(What to work on): Return, without anything added, the lines from the one containing "e.g. point(299, 163)" through the end of the entries below, exactly as written.

Region pointing data
- Opening Delimiter -
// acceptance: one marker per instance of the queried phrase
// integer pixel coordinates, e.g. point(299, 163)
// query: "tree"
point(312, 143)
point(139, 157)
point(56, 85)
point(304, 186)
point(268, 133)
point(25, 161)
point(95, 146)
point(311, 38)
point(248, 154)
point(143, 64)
- Closing Delimiter -
(Your solution):
// integer pixel coordinates, e.g. point(299, 163)
// query: "tree"
point(312, 143)
point(139, 157)
point(56, 85)
point(304, 186)
point(268, 133)
point(25, 161)
point(95, 146)
point(311, 38)
point(248, 154)
point(143, 64)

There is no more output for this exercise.